Given an array a containing positions of N houses, and an array b containing positions of M radio towers, each placed along a horizontal line, the task is to find the minimum broadcast range such that each radio tower reaches every house.
Examples: 
 

Input: a[] = {1, 5, 11, 20}, b[] = {4, 8, 15} 
Output:
Explanation: 
The minimum range required is 5, since that would be required for the tower at position 15 to reach the house at position 20
Input: a[] = {12, 13, 11, 80}, b[] = {4, 6, 15, 60} 
Output: 20 
Explanation: 
The minimum range required is 20, since that would be required for the tower at position 60 to reach the house at position 80 
 

 

Approach: Traverse both the arrays until the broadcast range for the last house is calculated. For every house, compare its distance from its left and right towers respectively and consider the minimum. Compare this minimum value with the maximum obtained so far and store the maximum.
Note: The distance of the left tower from the first house is considered Integer.MIN_VALUE. If we reach the end of towers, the distance of all remaining houses from the respective right tower is considered Integer.MAX_VALUE.
Below code implements the above approach: 
 

C++




// CPP program to implement the above approach
#include<bits/stdc++.h>
using namespace std;
 
int minBroadcastRange(int houses[], int towers[],int n,int m)

• _Stated problem A_: Copy out every line of the records that contains the string "shelf".
The text above has no connection to the records after it.

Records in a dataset
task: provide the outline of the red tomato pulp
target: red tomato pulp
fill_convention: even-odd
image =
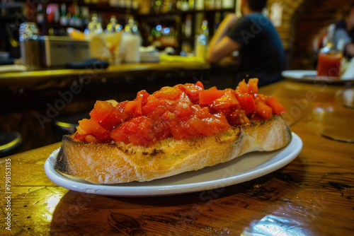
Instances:
[[[273,96],[258,93],[258,78],[235,90],[204,89],[200,82],[145,90],[132,101],[97,101],[91,119],[80,121],[77,141],[148,146],[168,137],[183,139],[225,131],[252,119],[285,112]]]

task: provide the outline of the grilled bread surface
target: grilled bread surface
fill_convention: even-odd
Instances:
[[[280,115],[218,134],[168,138],[147,147],[85,143],[64,136],[55,168],[96,184],[144,182],[200,170],[252,151],[277,150],[291,138],[290,129]]]

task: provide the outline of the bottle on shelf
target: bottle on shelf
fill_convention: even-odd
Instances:
[[[318,76],[338,77],[339,76],[343,54],[333,42],[335,30],[334,24],[329,26],[327,42],[319,52],[316,68]]]
[[[115,18],[115,16],[112,16],[110,17],[110,23],[107,25],[107,27],[105,28],[105,33],[110,33],[120,32],[120,30],[122,30],[122,26],[117,23],[117,18]]]
[[[200,33],[195,36],[195,57],[205,58],[207,54],[207,44],[209,37],[209,29],[207,28],[207,20],[203,20],[200,28]]]
[[[102,25],[98,22],[97,14],[93,14],[91,20],[84,32],[86,35],[99,35],[103,32]]]
[[[65,4],[62,4],[60,6],[60,11],[62,12],[60,16],[60,25],[65,26],[68,24],[68,20],[67,18],[67,5]]]
[[[129,18],[128,23],[124,28],[122,39],[123,61],[127,63],[140,62],[139,47],[142,45],[142,37],[137,25],[132,16]]]
[[[33,22],[25,22],[20,25],[19,40],[22,64],[28,71],[40,68],[39,30]]]

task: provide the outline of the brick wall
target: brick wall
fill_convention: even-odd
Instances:
[[[288,53],[288,67],[314,69],[312,41],[324,27],[342,18],[354,0],[268,0],[282,3],[282,25],[277,30]]]

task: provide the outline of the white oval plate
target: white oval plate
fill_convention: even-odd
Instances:
[[[317,76],[316,71],[292,70],[284,71],[282,76],[285,78],[302,82],[326,82],[328,83],[342,83],[354,80],[354,78],[338,78],[331,76]]]
[[[297,157],[302,149],[302,141],[292,133],[290,143],[278,151],[247,153],[225,163],[150,182],[96,184],[57,172],[54,164],[58,148],[45,161],[45,170],[55,184],[87,194],[116,196],[176,195],[214,189],[258,178],[286,165]]]

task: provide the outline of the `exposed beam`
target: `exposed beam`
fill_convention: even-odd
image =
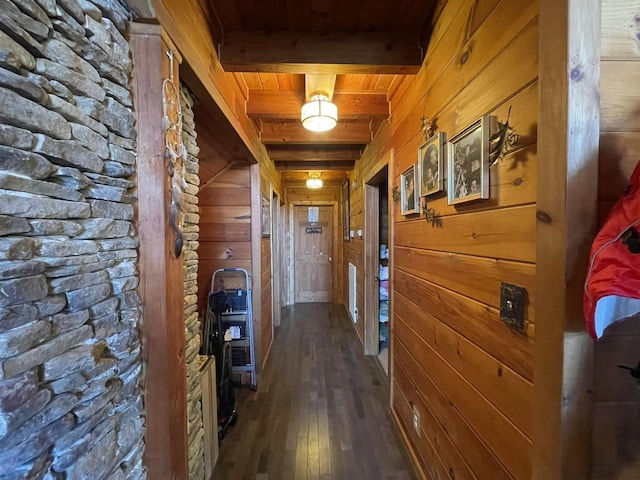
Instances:
[[[303,103],[301,92],[250,90],[247,115],[251,118],[299,119]],[[389,117],[389,102],[384,93],[336,93],[333,103],[338,106],[340,120]]]
[[[332,130],[323,133],[310,132],[300,122],[262,122],[264,144],[362,144],[371,142],[369,122],[338,122]]]
[[[311,100],[313,95],[326,95],[329,100],[333,99],[333,91],[336,88],[336,74],[316,74],[308,73],[304,76],[304,96],[306,101]]]
[[[380,32],[225,32],[227,72],[415,74],[422,57],[414,35]]]
[[[287,162],[292,160],[305,160],[308,162],[332,161],[332,160],[358,160],[362,156],[364,145],[357,145],[355,148],[341,146],[340,148],[327,147],[302,147],[287,148],[285,145],[281,147],[270,147],[268,149],[269,157],[276,162]]]
[[[133,19],[137,22],[157,22],[152,0],[127,0]]]
[[[334,160],[332,162],[290,161],[276,163],[276,170],[353,170],[355,161]]]

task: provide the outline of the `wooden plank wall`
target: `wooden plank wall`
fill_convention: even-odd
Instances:
[[[604,221],[640,161],[640,0],[602,2],[598,204]],[[634,86],[630,88],[630,86]],[[640,361],[640,322],[610,327],[596,344],[593,478],[640,477],[640,397],[616,365]]]
[[[263,362],[269,356],[271,343],[273,342],[273,300],[271,295],[271,239],[263,238],[262,251],[262,352]]]
[[[491,168],[489,200],[456,208],[445,195],[429,199],[441,227],[424,215],[403,217],[393,204],[392,409],[433,478],[531,478],[537,16],[535,1],[448,2],[423,68],[391,99],[391,121],[353,172],[366,177],[393,149],[390,182],[398,186],[424,142],[423,115],[451,137],[484,114],[504,120],[511,106],[521,135],[518,149]],[[352,191],[354,229],[363,227],[361,191]],[[345,245],[359,274],[362,257],[361,240]],[[499,319],[501,281],[528,290],[525,333]]]
[[[206,141],[198,131],[198,141]],[[198,309],[207,305],[211,275],[218,268],[251,272],[251,188],[249,167],[238,166],[201,189]]]
[[[260,163],[260,191],[262,195],[265,195],[273,203],[273,191],[276,192],[278,197],[281,196],[282,186],[280,182],[280,174],[275,168],[275,164],[271,159]],[[273,216],[273,209],[276,206],[271,205],[271,215]],[[261,363],[267,361],[269,351],[273,343],[273,289],[272,289],[272,267],[271,267],[271,251],[273,248],[274,232],[271,237],[264,237],[260,241],[261,252],[261,278],[260,288],[262,291],[261,305],[260,305],[260,322],[261,322]],[[277,235],[277,232],[276,232]],[[256,281],[254,280],[254,284]]]
[[[294,202],[303,203],[303,204],[308,202],[313,202],[313,204],[315,205],[320,205],[323,202],[326,202],[326,204],[331,204],[331,202],[337,202],[338,206],[341,205],[342,190],[340,187],[337,187],[337,186],[325,185],[319,190],[313,190],[303,185],[285,185],[284,192],[285,192],[285,203],[287,206],[286,208],[287,216],[289,215],[289,205]],[[341,207],[338,207],[338,208],[341,208]],[[339,218],[339,221],[342,222],[342,212],[339,212],[338,218]],[[286,231],[287,233],[289,233],[288,217],[286,219]],[[338,232],[342,232],[342,224],[340,224],[338,228]],[[333,248],[335,253],[334,268],[336,269],[333,275],[334,303],[343,303],[347,299],[346,293],[344,292],[344,287],[343,287],[343,285],[347,284],[347,281],[345,280],[343,275],[343,270],[346,268],[344,266],[346,264],[346,261],[343,260],[343,253],[340,247],[342,243],[343,243],[342,237],[333,239]],[[287,240],[286,258],[283,259],[284,261],[287,262],[287,265],[290,265],[290,262],[291,262],[290,255],[291,255],[291,248]],[[284,278],[282,282],[282,285],[284,286],[283,288],[286,288],[287,291],[289,290],[289,281],[290,281],[289,275],[290,275],[290,270],[287,269],[286,278]],[[287,295],[287,298],[289,298],[289,301],[293,303],[292,295]]]

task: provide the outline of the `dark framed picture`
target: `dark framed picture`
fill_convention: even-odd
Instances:
[[[489,135],[495,122],[485,115],[449,140],[449,205],[489,198]]]
[[[271,203],[264,193],[262,194],[262,236],[271,236]]]
[[[418,213],[418,198],[416,166],[413,164],[400,175],[400,213],[402,215]]]
[[[349,179],[342,185],[342,238],[345,242],[350,241],[351,236],[351,203],[349,202]]]
[[[418,149],[418,178],[424,197],[444,189],[444,132],[438,132]]]

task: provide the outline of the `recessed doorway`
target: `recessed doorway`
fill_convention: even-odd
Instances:
[[[364,184],[365,354],[389,373],[389,170],[383,165]]]

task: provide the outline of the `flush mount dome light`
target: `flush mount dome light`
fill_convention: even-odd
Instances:
[[[338,107],[325,95],[314,95],[300,111],[302,126],[312,132],[326,132],[338,123]]]
[[[309,178],[307,179],[307,188],[322,188],[320,172],[309,172]]]
[[[322,188],[322,180],[320,180],[319,178],[308,179],[307,188]]]

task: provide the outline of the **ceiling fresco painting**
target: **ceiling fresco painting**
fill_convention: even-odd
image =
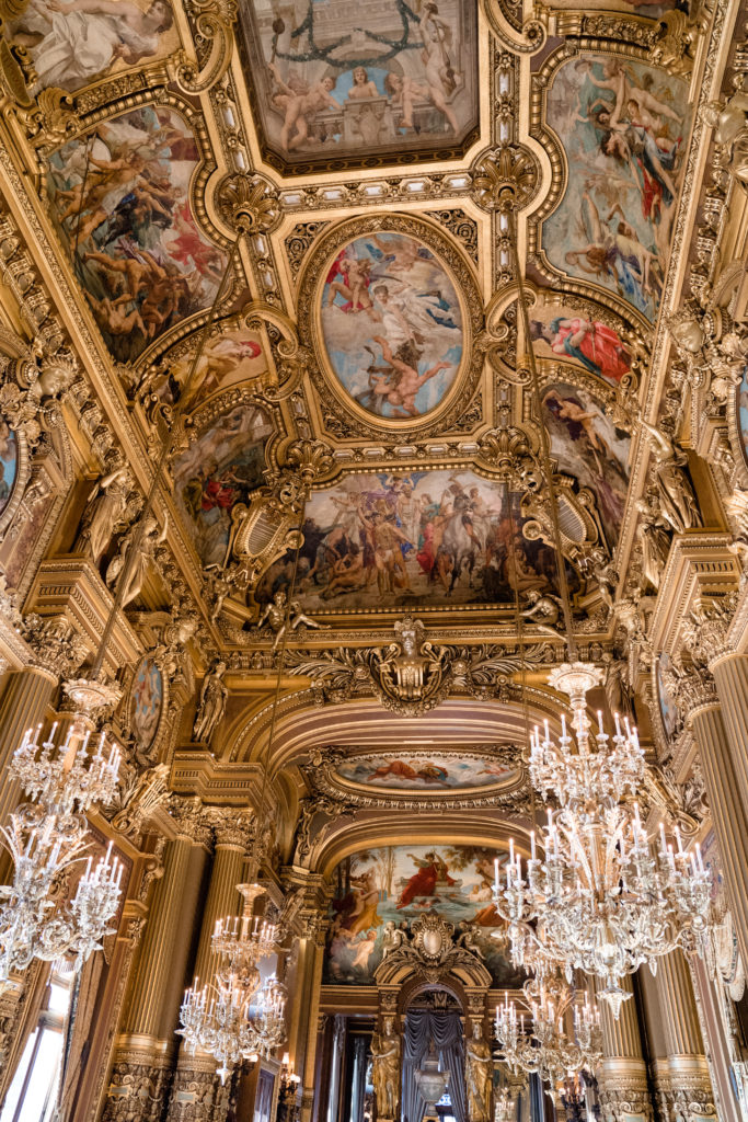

• _Stated problem B_: Can you take the radio tower broadcast range text further, picking up from where it stops?

• _Answer A_:
task: provide the outline of the bottle on shelf
target: bottle on shelf

• _Answer B_:
    {
        // Initialize distance of left
        // tower from first house
        int leftTower = INT_MIN;
 
        // Initialize distance of right
        // tower from first house
        int rightTower = towers[0];
 
        // j: Index of houses[]
        // k: Index of towers[]
        int j = 0, k = 0;
 
        // Store the minimum required range
        int min_range = 0;
 
        while (j < n) {
 
            // If the house lies between
            // left and right towers
            if (houses[j] < rightTower) {
 
                int left = houses[j] - leftTower;
                int right = rightTower - houses[j];
 
                // Compare the distance between the
                // left and right nearest towers
                int local_max = left < right ? left : right;
 
                if (local_max > min_range)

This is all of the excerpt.